───── Extracted records

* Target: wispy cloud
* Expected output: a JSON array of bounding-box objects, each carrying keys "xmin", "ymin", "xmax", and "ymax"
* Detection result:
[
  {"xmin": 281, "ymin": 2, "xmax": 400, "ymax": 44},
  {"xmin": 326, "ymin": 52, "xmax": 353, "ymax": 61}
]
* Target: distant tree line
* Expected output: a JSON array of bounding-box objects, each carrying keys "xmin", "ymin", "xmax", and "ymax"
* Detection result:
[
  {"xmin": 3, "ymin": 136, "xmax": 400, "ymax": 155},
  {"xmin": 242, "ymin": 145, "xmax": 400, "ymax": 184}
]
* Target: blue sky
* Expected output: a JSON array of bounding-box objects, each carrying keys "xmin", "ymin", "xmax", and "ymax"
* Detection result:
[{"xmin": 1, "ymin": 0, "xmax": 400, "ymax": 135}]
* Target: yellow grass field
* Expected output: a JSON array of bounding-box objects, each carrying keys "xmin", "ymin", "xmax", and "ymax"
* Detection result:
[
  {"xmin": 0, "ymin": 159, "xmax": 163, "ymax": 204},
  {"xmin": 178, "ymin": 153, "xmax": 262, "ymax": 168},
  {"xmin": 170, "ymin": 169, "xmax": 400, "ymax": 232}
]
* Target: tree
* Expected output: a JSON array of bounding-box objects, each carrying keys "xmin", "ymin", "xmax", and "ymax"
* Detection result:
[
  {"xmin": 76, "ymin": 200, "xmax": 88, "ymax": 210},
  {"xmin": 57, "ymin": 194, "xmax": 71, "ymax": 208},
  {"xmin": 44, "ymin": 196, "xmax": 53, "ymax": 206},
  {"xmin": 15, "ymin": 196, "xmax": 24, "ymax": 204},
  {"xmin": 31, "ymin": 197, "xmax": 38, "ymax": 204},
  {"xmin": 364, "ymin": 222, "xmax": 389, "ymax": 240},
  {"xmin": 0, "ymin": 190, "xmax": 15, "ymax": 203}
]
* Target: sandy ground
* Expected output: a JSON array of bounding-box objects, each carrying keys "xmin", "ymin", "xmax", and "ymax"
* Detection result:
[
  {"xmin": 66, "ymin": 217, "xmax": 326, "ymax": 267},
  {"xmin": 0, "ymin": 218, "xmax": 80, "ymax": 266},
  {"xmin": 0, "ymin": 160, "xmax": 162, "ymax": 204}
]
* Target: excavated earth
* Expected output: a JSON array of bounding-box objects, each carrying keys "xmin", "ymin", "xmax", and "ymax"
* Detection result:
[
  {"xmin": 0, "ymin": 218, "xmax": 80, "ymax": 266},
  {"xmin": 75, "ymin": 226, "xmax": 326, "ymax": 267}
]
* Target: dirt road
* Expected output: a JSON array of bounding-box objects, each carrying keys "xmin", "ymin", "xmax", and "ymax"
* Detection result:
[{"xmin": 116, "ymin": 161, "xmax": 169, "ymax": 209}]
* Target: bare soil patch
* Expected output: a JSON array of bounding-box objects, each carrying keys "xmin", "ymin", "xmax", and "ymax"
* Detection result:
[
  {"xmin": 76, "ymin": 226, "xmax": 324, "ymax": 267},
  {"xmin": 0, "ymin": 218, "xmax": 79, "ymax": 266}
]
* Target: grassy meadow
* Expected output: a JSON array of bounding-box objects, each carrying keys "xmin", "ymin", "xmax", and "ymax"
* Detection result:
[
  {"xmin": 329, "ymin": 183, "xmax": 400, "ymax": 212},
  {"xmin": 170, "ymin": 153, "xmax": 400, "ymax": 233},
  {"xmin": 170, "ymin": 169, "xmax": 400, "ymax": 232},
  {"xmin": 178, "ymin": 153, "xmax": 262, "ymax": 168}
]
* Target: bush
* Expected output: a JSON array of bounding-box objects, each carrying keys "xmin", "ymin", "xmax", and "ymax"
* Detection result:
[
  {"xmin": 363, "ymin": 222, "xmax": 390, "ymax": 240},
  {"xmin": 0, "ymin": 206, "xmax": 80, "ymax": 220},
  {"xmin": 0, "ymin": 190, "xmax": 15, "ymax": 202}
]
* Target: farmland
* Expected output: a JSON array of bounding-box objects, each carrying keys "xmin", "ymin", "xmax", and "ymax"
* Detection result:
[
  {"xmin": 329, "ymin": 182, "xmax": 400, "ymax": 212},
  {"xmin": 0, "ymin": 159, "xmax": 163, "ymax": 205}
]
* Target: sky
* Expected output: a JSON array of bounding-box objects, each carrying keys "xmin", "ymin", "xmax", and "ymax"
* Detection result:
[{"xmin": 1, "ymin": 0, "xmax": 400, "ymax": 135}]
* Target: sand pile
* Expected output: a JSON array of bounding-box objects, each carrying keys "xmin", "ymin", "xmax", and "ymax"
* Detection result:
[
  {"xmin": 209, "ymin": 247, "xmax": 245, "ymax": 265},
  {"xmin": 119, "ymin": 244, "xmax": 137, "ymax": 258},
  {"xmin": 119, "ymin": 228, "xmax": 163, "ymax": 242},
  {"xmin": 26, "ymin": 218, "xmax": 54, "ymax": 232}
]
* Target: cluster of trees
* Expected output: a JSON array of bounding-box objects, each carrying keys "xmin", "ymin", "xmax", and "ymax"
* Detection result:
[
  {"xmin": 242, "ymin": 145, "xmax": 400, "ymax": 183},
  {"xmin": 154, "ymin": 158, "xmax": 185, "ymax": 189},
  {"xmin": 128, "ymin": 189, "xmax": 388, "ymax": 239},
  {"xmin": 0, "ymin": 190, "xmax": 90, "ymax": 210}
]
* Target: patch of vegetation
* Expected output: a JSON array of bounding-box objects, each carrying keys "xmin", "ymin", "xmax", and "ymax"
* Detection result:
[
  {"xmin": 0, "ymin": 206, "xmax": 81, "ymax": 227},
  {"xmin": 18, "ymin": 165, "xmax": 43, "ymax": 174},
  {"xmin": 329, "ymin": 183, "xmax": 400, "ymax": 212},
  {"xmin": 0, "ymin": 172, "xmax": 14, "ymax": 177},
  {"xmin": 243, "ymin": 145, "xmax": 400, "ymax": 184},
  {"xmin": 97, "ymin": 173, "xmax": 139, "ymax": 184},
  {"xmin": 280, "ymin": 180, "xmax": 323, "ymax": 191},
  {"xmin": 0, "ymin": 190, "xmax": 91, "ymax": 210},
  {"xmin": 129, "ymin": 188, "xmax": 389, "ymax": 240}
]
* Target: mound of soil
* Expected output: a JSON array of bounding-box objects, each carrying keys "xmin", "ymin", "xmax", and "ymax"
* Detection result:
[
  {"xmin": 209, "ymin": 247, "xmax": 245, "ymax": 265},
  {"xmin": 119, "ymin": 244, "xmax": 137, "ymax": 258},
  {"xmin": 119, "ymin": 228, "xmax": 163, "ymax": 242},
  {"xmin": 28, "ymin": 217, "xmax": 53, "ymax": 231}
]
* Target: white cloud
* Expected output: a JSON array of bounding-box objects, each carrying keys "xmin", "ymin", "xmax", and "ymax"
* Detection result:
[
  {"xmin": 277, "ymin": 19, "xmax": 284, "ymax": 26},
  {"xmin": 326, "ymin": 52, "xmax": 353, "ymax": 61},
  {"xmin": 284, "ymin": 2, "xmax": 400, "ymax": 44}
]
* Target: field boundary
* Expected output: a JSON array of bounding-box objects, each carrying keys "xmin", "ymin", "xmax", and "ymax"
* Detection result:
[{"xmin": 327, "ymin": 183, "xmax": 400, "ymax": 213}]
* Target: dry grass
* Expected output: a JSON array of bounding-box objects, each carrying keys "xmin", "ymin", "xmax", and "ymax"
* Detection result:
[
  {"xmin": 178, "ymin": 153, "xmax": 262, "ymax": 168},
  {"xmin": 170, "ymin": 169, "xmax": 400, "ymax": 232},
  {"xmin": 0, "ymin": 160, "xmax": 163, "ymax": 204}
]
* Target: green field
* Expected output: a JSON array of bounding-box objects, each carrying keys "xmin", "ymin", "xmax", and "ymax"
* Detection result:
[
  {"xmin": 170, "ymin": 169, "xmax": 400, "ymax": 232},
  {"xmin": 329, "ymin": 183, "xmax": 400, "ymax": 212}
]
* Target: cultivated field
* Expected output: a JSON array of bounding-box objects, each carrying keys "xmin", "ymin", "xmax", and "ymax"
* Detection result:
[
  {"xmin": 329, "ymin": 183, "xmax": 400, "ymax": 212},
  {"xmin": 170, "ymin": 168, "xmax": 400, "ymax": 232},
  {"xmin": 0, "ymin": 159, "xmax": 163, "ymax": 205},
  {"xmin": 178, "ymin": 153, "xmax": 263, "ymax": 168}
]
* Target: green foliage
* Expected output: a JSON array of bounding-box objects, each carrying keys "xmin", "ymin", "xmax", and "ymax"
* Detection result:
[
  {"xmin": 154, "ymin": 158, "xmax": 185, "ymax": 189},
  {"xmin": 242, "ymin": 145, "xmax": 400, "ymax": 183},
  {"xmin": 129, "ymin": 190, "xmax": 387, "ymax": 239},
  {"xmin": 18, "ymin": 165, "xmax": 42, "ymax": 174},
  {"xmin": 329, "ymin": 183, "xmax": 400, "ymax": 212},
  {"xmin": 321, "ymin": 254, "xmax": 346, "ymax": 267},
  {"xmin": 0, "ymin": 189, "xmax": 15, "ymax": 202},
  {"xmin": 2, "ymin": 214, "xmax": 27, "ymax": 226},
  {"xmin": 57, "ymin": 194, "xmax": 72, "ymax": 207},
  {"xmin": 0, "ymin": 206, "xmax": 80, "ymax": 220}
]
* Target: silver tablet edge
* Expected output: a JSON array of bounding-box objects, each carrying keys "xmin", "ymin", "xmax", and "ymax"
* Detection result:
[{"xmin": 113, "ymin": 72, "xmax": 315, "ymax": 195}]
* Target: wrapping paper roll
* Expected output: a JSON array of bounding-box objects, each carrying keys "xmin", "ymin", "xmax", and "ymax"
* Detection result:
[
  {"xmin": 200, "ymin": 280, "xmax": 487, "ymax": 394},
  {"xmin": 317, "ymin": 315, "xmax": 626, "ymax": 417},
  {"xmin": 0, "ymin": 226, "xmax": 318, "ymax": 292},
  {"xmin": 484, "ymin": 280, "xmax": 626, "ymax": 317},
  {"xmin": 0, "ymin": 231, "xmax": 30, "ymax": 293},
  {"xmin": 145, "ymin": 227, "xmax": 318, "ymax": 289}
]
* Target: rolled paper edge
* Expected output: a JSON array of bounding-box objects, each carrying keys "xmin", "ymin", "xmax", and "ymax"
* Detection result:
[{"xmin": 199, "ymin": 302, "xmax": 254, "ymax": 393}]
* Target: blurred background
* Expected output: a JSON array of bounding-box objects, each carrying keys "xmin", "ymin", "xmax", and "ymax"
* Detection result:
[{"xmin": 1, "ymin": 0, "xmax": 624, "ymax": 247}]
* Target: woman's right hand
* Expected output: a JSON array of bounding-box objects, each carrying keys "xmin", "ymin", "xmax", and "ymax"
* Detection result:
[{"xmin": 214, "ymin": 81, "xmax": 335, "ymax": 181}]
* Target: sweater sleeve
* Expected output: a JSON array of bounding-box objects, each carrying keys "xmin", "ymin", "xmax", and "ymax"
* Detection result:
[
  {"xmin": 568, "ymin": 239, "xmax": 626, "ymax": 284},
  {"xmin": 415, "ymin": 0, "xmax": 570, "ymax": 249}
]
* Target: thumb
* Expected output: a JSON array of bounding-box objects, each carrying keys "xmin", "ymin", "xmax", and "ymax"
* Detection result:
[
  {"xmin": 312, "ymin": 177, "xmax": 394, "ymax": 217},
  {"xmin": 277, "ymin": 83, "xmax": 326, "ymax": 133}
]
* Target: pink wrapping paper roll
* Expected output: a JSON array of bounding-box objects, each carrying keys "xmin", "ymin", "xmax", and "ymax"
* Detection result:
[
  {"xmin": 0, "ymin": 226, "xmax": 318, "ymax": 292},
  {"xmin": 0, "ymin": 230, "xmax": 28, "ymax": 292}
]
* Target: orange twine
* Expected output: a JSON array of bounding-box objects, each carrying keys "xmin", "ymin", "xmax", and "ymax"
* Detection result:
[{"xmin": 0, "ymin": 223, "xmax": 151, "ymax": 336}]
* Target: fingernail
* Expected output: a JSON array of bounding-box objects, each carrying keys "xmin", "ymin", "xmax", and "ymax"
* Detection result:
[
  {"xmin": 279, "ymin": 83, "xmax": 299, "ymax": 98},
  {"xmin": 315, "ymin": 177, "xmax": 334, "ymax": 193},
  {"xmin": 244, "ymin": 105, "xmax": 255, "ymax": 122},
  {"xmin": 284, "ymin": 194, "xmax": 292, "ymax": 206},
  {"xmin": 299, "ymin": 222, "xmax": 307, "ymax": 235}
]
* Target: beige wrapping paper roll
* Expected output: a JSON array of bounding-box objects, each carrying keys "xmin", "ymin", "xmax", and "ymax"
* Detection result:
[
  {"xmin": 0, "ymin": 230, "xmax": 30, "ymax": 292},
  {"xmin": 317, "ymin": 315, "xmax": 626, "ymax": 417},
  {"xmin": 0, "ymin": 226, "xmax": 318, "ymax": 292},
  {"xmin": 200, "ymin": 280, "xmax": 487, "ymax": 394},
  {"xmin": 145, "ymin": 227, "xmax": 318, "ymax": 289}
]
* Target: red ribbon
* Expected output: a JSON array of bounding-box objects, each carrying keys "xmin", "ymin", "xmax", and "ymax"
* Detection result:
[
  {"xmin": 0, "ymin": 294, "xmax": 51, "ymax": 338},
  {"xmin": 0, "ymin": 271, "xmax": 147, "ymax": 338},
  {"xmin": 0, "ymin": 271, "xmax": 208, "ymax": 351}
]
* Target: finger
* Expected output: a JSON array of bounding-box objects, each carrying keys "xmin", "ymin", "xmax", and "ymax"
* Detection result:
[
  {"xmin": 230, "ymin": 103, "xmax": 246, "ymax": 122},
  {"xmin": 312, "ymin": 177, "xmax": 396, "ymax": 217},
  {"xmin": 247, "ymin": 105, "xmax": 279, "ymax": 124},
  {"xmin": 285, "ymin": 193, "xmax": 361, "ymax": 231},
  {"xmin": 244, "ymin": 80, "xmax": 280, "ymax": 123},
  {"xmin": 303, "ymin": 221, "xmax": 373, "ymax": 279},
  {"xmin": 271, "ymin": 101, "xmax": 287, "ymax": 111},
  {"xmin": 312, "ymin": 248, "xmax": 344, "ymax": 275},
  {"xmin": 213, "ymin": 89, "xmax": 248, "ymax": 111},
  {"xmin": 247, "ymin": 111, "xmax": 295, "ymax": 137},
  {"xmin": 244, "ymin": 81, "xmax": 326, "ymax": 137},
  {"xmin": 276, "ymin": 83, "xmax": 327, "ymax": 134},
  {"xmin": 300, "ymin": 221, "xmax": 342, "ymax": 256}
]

──────────

Which of the lines in the material above contain "soil"? Copy each one out.

* Target: bare soil patch
* Target: mound of soil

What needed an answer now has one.